EXERCISE GOAL. Each entry here needs to be set down again exactly, please; pictures are left out.

GIVEN RECORDS.
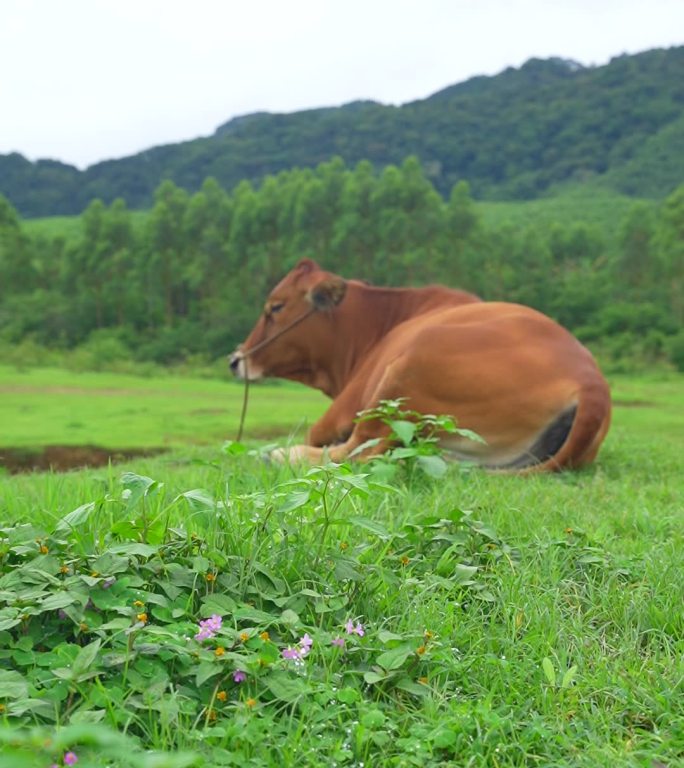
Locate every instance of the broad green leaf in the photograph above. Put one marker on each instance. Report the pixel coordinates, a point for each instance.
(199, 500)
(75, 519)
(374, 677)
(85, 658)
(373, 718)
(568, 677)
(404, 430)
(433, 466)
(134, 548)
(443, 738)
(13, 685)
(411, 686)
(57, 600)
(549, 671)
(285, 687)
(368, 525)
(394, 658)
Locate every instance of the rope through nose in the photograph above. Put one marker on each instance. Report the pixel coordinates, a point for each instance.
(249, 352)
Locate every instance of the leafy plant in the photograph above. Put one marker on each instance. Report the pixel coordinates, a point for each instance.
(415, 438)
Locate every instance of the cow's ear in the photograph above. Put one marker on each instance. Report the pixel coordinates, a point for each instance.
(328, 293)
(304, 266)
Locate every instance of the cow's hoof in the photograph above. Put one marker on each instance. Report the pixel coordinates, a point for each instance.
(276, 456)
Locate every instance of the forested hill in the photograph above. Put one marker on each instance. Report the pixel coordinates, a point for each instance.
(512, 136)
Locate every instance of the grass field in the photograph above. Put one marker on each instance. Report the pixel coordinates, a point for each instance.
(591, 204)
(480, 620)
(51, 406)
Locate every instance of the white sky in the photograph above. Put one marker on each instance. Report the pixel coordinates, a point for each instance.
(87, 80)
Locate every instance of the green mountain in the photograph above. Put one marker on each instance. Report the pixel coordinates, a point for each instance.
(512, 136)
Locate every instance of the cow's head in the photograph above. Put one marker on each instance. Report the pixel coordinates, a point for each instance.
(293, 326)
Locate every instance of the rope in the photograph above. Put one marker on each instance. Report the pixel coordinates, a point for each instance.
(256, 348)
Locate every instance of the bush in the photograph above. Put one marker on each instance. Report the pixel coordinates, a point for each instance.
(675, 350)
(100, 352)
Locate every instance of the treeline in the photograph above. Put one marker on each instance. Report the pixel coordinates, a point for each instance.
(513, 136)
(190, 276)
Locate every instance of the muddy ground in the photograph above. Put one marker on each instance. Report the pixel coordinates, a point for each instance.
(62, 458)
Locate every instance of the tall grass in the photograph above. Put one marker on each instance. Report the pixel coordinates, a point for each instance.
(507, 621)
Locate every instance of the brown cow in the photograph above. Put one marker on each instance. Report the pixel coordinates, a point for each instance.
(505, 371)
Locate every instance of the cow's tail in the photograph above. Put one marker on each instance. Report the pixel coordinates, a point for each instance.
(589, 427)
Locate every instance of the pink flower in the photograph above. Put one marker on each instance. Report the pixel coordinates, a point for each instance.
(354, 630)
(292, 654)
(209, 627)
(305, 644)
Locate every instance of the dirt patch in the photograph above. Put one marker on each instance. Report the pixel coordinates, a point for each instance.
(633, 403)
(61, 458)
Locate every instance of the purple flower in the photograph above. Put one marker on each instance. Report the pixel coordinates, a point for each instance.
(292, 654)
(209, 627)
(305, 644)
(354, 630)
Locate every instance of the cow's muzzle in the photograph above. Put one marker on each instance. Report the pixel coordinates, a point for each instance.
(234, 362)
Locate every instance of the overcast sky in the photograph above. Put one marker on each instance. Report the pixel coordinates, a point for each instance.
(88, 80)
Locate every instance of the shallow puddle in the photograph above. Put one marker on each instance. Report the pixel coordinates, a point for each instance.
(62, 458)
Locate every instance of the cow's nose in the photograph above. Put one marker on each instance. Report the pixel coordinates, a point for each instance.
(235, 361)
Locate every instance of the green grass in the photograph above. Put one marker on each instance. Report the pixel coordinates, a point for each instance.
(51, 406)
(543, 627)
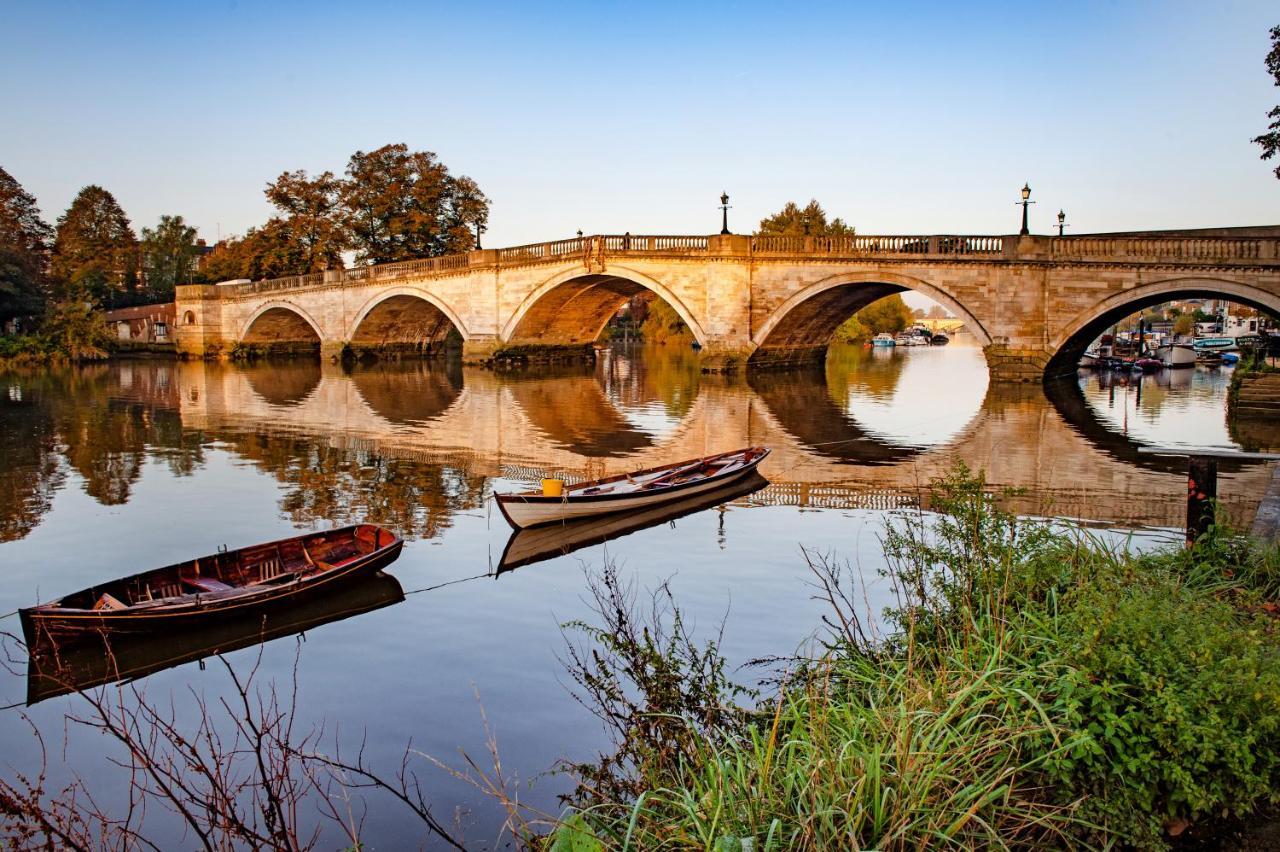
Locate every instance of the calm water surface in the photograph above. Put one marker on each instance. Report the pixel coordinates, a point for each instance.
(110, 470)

ANSWER FOR THE TASK.
Locate every instance of the broad green leaf in the photograph above. Put one marker on each instance. Report the pixel coordinates, a point for each instance.
(199, 500)
(75, 519)
(374, 677)
(85, 658)
(373, 718)
(568, 677)
(404, 430)
(433, 466)
(134, 548)
(443, 738)
(13, 685)
(411, 686)
(57, 600)
(549, 671)
(285, 687)
(368, 525)
(394, 658)
Locate every instance of the rope through nose in the photograph above. Put one marker on each instance. Report the pixel coordinates, a point for each instance.
(249, 352)
Locate every instance of the leafy plant in the photograph above. Put one marker on each instance. Report the pixel coordinates, a point for each instance.
(415, 438)
Locate every instance of the cow's ear in the photograph above. Put one marker on each instance. Report the pixel coordinates, a point for each instance.
(328, 293)
(304, 266)
Locate every instance of the cow's hoof in the photograph above. Put one marker on each instance. Report the pixel coordinates, a point for each instance.
(276, 456)
Locate every instance of the forested hill in the photograph above. Put one marker on each instance. Report the pixel coordinates, a point for each instance.
(512, 136)
Locate every instance of the grass field in the photograph above. Put one marker on each instance. Report the pixel coordinates, a point for each instance.
(591, 204)
(480, 620)
(51, 406)
Locate every instance of the white sky in the photograph above. Put one marker on each instance. Report the pixel coordinates, a point for each instance.
(87, 80)
Locate every instance of the green mountain in the photograph above. Put one marker on each instance. Report the pixel coordinates, a point for each instance.
(512, 136)
Locate every instance of the cow's head in the photograph above. Put one marker on each instance. Report the pixel coordinates, a point for each instance.
(293, 326)
Locate every instance of the rope in the photograph above. Put one marker on each instance. Report the pixel coordinates, a point for each instance.
(256, 348)
Locate every instance of the bush in the photograph above. Put one marker on each instance. Report the pixel coordinates, a point for each instance.
(675, 350)
(100, 352)
Locate every instance of the treeline in the photograph above. Put one marker on each instance. Report the pixel coordinates, a point for each instance.
(513, 136)
(190, 276)
Locate every instance of the muddy ground in the photograph above. Put one marker on each instance. Report the pixel coordinates, a point for each instance.
(62, 458)
Locate every instance of the tall grass in the photograph above. Put one marker on each instance. Report the pixel coordinates, a point for each instance.
(507, 621)
Locate every instance of the brown cow in the photograph above. Put one marker on each instance. Report the pixel coordinates, a point for each instance.
(505, 371)
Locate every instance of the cow's tail in the photograph above. Put one marker on each instance. Report the pixel coordinates, a point for each instance.
(589, 427)
Locate every instance of the pink flower in the photograph above. Put one marker on each instance. Report the pixel coordinates, a point for each instance.
(354, 630)
(292, 654)
(209, 627)
(305, 644)
Locate every instance of the dirt patch in the photograph above. Put one marker on each instance. Report the pixel coordinates, a point for each instance.
(633, 403)
(61, 458)
Locate every instance of the purple flower in the photograph above. Put one marker on each instance. Report the pixel coordinates, a point for each instance.
(292, 654)
(209, 627)
(305, 644)
(354, 630)
Locate every instance of the cow's muzzle in the photograph above. Put one marker on each instance. Report the pixel coordinates, a point for each instance.
(234, 362)
Locate every instance of the overcast sky in the photograph above. Put one marker on each instance. Report the pixel coordinates, a point for each instance.
(88, 80)
Locate every instance of the shallow puddle in the photograph above. Put one marker on each instance. Report the pixel coordinates, a point for each instance.
(62, 458)
Locate every instance of the cow's nose in the photograph above. Put one marker on each instance. Report the pixel coordinates, a point for each instance.
(235, 361)
Locate every instance of the green grass in the photograph above. Put one marker on each instance. Report the pixel coordinates, a point for each instance.
(51, 406)
(543, 627)
Locate every instance of the calm water surface in the photograph above. Put one marker on each instance. Report the pixel coordinates, a point for each instance.
(110, 470)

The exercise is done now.